==== PASSAGE SHOWN ====

The next act of the struggle increased the world’s bewilderment and confusion of loyalties, for it was undertaken not by Hitler, but by Stalin. Like all Europe’s tyrants, Russia’s leader assessed the evolving conflict in terms of the opportunities it offered him for aggrandisement. In the autumn of 1939, having secured eastern Poland, he sought further to enhance the Soviet Union’s strategic position by advancing into Finland. The country, a vast, sparsely inhabited wilderness of lakes and forests, was one among many whose frontier, indeed very existence, was of short duration, and thus vulnerable to challenge. Part of Sweden until the Napoleonic Wars, thereafter it was ruled by Russia until 1918, when Finnish anti-Bolsheviks triumphed in a civil war.
In October 1939, Stalin determined to strengthen the security of Leningrad, only thirty miles inside Soviet territory, by pushing back the nearby Finnish frontier across the Karelian isthmus, and occupying Finnish-held islands in the Baltic; he also coveted nickel mines on Finland’s north coast. A Finnish delegation, summoned to receive Moscow’s demands, prompted international amazement by rejecting them. The notion that a nation of 3.6 million people might resist the Red Army seemed fantastic, but the Finns, though poorly armed, were nationalistic to the point of folly. Arvo Tuominen, a prominent Finnish communist, declined Stalin’s invitation to form a shadow puppet government, and went into hiding. Tuominen said: ‘It would be wrong, it would be criminal, it was not a picture of the free rule of the people.’
At 0920 on 30 November, Russian aircraft launched the first of many bomber attacks on Helsinki, causing little damage save to the Soviet Legation and the nerves of the British ambassador, who asked to be relieved of his post. Russian forces advanced across the frontier in several places, and Finns joked: ‘They are so many and our country is so small, where shall we find room to bury them all?’ The nation’s defence was entrusted to seventy-two-year-old Marshal Carl Gustav Mannerheim, hero of many conflicts, most recently Finland’s civil war. As a Tsarist officer posted to Lhasa, Mannerheim had once taught the Dalai Lama pistol-shooting; he spoke seven languages, Finnish least fluently. His hauteur was comparable to that of Charles de Gaulle; his ruthlessness had been manifested in the 1919–20 purges of the defeated Finnish communists.

==== GIVEN ENTRIES ====

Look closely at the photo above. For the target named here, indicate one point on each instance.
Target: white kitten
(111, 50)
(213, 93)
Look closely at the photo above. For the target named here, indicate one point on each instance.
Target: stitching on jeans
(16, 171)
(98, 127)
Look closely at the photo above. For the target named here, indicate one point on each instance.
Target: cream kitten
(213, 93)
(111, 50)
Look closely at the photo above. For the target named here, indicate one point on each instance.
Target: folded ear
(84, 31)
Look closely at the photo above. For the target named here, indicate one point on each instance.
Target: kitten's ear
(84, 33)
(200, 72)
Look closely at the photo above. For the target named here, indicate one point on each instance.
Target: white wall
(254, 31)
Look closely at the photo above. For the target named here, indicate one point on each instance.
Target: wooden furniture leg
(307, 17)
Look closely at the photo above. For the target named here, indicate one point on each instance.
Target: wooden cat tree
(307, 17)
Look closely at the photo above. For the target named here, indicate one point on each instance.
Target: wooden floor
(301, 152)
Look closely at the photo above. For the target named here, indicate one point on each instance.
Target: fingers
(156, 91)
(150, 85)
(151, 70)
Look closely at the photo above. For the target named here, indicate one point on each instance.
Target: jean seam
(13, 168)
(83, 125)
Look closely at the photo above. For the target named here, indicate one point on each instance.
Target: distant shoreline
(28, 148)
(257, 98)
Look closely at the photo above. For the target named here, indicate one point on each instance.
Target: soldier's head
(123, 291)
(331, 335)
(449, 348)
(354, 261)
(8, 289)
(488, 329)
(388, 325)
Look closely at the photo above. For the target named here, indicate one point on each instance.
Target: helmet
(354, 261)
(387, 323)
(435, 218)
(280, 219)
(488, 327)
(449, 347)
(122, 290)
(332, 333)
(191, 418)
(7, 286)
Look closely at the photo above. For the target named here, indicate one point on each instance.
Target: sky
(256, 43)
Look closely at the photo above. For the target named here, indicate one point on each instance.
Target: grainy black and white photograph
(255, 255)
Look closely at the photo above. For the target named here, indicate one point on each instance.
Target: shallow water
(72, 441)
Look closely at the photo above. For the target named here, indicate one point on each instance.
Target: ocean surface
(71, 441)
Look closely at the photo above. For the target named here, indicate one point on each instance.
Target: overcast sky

====

» **DIRECTIONS**
Carry the account of the Soviet invasion of Finland forward from the point where it stops.

» **RESULT**
During the 1930s Mannerheim had constructed a fortified line across the Karelian isthmus, to which his name was given. He suffered no delusions about his country’s strategic weakness, and had urged conciliation of Stalin. But when his countrymen opted to fight, he set about managing the defence with cool professionalism. Before the Russians attacked, the Finns adopted a scorched-earth policy, evacuating from the forward areas 100,000 civilians, some of whom adopted an impressively stoical attitude to their sacrifice: border guards who warned an old woman to quit her home were amazed, on returning to burn it, to find that she had swept and cleaned the interior before leaving. On the table lay matches, kindling wood, and a note: ‘When one gives a gift to Finland, one desires that it should be like new.’ But it was a distressing business to destroy housing and installations around the Petsamo nickel-mining centre, which had been constructed with infinite labour and difficulty inside the Arctic Circle. The frontier zone was heavily booby-trapped: mines triggered by pull-ropes were laid, to smash the ice in front of invaders attacking across frozen lakes.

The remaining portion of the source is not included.